Text excerpt =>
Make no mistake, this conceptual sci-fi picture is made mostly out of pure mumbo jumbo, but it’s still an exceptionally high grade of mumbo jumbo. In the opening moments, a scientist wakes up beside his ex-lover. Masked men storm into their room a moment later, drag them into the basement, demand a huge payoff, and kill our man when he tries to escape. He then reawakens and begins the cycle anew, setting off a twisty logic puzzle tricked out with killer robots, glowing insignia tattoos, and a perpetual-motion machine capable of resetting time. (But only within highly specific parameters.) (And the time loops group together into larger loop clusters that then also loop themselves, but only if — you know what, just don’t worry about it.) It is a Groundhog Day–Primer bastardization full of sound and fury, signifying nothing. It has its fun with the sound and fury, though.
20. War Machine
So many films on this list faltered due to bad ideas, but David Michôd’s war picture is the only entry that overcommits to too many good ones. Hiding in the story of General Stanley McChrystal’s ill-fated occupation of Afghanistan (fictionalized here as Glen McMahon by Brad Pitt, with the proud chin, slick hairdo, and can-do attitude of a Global War on Terror Ken doll), there’s a stirring meditation on America’s quagmire in the Middle East, a riotous satire about American exceptionalism coming to a bitter end, and a character study about one incompetent man on a tragic mission to prove himself. Michôd attempts to do all three at once and overextends himself, resulting in distracting gear shifts between scenes that could easily be ironed out into a fine picture.
19. Small Crimes
After buying one man’s self-debasement with the deranged Cheap Thrills in 2013, director E.L. Katz came back meaner than ever with another black comedy pushing a well-intentioned guy’s moral fiber to the breaking point. Nikolaj Coster-Waldau mounts a convincing argument for himself as a bona fide movie star with his turn as former corrupt policeman Joe Denton, struggling to stay on the straight and narrow while reentering society following a prison stint. The mere presence of Macon Blair (who also co-wrote the film) signals an enticing mix of gallows laughs and somber small-town crime drama, not too far removed from the films of Jeremy Saulnier and Blair’s own directorial debut — see below. But where those films were well-served by simple, leaner scripts, this one spirals out in its many knots of plot. With so many diverting characters, such as Gary Cole as a cop on the take who sees murder as a first and second resort, this could’ve thrived with a more minimal slice-of-life approach.

Exercise tasks =>
**A)** Using the film reviews, state whether each statement agrees with them: (i) in the time-loop film, masked men kill the scientist when he tries to escape; (ii) Brad Pitt plays General Stanley McChrystal under his real name in War Machine; (iii) Macon Blair co-wrote Small Crimes. Answer each with yes or no and quote the deciding words.
**B)** Resume the film reviews, picking up after their final sentence.
The entries come from a different source than the film reviews.

Data extract =>
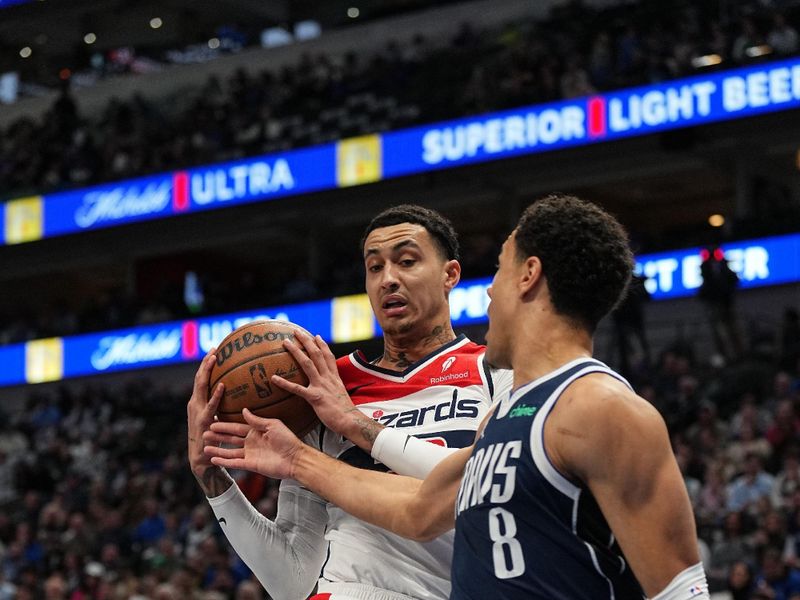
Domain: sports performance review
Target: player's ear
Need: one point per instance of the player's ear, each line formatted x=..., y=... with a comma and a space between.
x=530, y=274
x=452, y=270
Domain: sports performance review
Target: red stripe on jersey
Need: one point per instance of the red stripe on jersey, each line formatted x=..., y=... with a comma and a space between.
x=458, y=367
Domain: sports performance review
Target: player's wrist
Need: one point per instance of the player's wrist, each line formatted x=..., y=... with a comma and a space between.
x=300, y=464
x=360, y=429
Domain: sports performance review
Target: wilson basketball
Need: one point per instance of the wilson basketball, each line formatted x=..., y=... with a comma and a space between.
x=246, y=360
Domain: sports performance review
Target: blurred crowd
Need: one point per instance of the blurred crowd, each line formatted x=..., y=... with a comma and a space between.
x=97, y=500
x=98, y=503
x=576, y=51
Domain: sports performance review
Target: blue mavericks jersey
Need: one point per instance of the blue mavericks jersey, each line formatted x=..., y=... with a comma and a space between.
x=523, y=531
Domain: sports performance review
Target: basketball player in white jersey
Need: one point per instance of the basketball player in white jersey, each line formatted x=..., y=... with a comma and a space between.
x=571, y=491
x=429, y=383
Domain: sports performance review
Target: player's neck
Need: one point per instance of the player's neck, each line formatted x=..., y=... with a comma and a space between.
x=402, y=350
x=540, y=348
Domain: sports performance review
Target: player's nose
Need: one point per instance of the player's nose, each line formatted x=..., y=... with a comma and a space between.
x=389, y=277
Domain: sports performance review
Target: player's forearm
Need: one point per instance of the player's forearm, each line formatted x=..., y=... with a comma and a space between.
x=359, y=428
x=213, y=480
x=383, y=499
x=285, y=555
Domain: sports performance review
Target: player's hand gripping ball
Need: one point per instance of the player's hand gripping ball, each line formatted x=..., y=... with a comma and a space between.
x=246, y=360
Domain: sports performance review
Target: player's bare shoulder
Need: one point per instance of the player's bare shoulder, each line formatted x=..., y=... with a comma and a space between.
x=599, y=417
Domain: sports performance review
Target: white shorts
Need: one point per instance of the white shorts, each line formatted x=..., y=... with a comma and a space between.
x=331, y=590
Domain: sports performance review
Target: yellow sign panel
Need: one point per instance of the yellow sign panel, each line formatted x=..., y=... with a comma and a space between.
x=352, y=319
x=44, y=360
x=359, y=160
x=24, y=220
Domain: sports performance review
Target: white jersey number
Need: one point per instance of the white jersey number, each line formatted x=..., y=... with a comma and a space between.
x=501, y=519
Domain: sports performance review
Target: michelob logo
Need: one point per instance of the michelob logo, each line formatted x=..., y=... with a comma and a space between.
x=352, y=319
x=24, y=220
x=359, y=160
x=44, y=360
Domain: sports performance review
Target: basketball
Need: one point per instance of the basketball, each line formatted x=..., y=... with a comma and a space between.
x=246, y=360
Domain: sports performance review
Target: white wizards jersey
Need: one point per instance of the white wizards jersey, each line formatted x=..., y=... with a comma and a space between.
x=441, y=398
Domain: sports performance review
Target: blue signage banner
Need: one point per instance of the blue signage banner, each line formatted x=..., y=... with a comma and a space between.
x=13, y=360
x=758, y=262
x=165, y=195
x=637, y=111
x=692, y=101
x=675, y=274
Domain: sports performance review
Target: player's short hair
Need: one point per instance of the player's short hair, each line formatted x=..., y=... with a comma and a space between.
x=437, y=225
x=585, y=254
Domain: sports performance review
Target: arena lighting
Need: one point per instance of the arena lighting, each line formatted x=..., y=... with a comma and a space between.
x=709, y=60
x=756, y=51
x=693, y=101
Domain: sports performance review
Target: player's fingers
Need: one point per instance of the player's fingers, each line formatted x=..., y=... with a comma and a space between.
x=209, y=437
x=330, y=359
x=308, y=366
x=224, y=428
x=291, y=387
x=204, y=371
x=216, y=397
x=223, y=452
x=313, y=350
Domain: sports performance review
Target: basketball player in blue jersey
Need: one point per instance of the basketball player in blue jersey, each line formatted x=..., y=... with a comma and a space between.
x=429, y=383
x=571, y=491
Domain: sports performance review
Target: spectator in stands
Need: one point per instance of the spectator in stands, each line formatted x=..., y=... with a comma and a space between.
x=629, y=326
x=776, y=580
x=752, y=485
x=782, y=37
x=749, y=37
x=784, y=432
x=740, y=581
x=789, y=353
x=717, y=294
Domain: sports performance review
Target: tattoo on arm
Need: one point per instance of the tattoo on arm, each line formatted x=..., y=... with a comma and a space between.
x=214, y=481
x=400, y=361
x=368, y=428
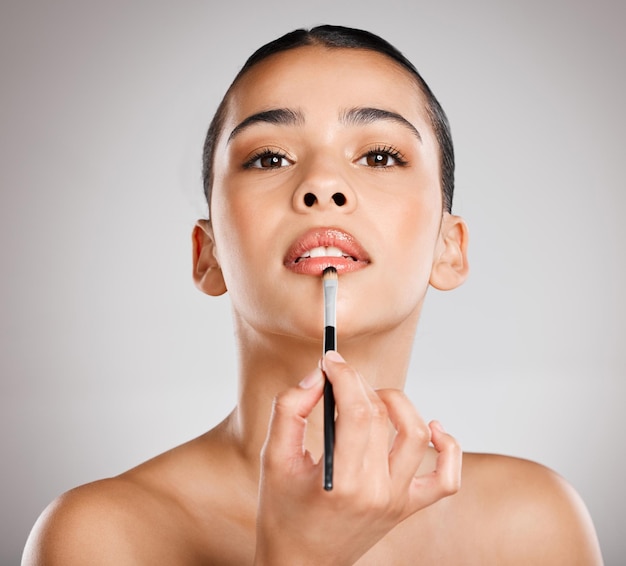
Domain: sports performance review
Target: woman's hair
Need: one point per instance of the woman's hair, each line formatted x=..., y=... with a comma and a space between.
x=338, y=37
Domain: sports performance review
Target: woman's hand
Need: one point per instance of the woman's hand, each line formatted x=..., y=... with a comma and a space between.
x=375, y=486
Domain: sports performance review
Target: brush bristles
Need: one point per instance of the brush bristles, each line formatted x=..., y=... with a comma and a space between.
x=329, y=273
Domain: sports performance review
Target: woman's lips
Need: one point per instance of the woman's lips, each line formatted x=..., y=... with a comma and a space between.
x=320, y=248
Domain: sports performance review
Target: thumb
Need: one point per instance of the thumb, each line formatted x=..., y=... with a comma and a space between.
x=285, y=438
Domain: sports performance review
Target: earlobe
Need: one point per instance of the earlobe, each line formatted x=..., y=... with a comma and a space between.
x=207, y=273
x=450, y=266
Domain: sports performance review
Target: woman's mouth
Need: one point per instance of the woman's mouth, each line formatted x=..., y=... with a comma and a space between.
x=320, y=248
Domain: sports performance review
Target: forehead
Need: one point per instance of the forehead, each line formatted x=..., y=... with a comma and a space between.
x=315, y=78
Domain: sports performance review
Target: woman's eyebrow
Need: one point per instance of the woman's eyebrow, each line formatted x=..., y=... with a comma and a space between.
x=279, y=116
x=366, y=115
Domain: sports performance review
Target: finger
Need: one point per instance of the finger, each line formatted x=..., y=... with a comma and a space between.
x=285, y=438
x=411, y=439
x=445, y=480
x=355, y=412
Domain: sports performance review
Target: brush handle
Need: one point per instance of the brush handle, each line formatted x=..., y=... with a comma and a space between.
x=329, y=414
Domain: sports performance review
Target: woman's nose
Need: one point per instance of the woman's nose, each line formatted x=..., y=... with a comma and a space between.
x=310, y=199
x=324, y=187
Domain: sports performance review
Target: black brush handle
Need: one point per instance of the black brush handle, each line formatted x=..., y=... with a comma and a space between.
x=329, y=415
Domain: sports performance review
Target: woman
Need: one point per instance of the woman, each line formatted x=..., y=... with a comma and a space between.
x=328, y=149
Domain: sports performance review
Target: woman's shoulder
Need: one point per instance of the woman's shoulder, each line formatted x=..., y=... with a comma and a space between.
x=526, y=511
x=145, y=515
x=98, y=515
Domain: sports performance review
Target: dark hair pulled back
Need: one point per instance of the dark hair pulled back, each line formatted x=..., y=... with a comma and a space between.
x=339, y=37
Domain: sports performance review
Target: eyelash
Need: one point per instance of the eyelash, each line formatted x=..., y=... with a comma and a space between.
x=266, y=152
x=387, y=150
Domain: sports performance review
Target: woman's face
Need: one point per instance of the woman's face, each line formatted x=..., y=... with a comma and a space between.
x=327, y=157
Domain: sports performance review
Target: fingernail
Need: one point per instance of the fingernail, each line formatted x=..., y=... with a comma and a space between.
x=312, y=379
x=334, y=356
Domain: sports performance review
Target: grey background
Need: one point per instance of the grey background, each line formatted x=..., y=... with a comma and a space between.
x=107, y=351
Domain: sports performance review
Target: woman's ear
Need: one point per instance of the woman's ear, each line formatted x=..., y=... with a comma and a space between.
x=207, y=273
x=450, y=267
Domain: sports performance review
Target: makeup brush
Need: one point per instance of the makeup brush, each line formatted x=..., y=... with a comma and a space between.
x=329, y=278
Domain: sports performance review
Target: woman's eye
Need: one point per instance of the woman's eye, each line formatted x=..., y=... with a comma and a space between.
x=268, y=160
x=381, y=158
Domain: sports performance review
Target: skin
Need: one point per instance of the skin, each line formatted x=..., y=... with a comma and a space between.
x=251, y=493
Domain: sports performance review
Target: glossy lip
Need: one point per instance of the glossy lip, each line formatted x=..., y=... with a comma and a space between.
x=326, y=237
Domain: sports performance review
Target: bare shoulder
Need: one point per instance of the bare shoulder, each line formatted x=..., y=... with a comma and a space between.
x=147, y=515
x=535, y=516
x=110, y=521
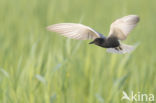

Results of the exercise =>
**A)**
(i) Yes: "kill our man when he tries to escape"
(ii) No: "fictionalized here as Glen McMahon by Brad Pitt"
(iii) Yes: "Macon Blair (who also co-wrote the film)"

**B)**
18. Girlfriend’s Day
Bob Odenkirk does some damn fine work in this black comedy as Ray, an out-of-work greeting-card writer so numbed by depression that he has to watch bum-fight DVDs just to feel something. Odenkirk skillfully navigates through an obstacle course of genres and tones, as his Garden State–ish melancholia mercifully gives way to a noir-inflected mystery that links skinheads, Stacy Keach, a ring of jailhouse murders, and a newly contrived holiday with suitable ridiculousness. The desaturated color scheme used to telegraph Ray’s bummed-out state of mind wears on the nerves after a few scenes, but that’s the sort of misstep a viewer forgives when the rest of the film — deft casting, writing that knows when to pull back — functions as it should.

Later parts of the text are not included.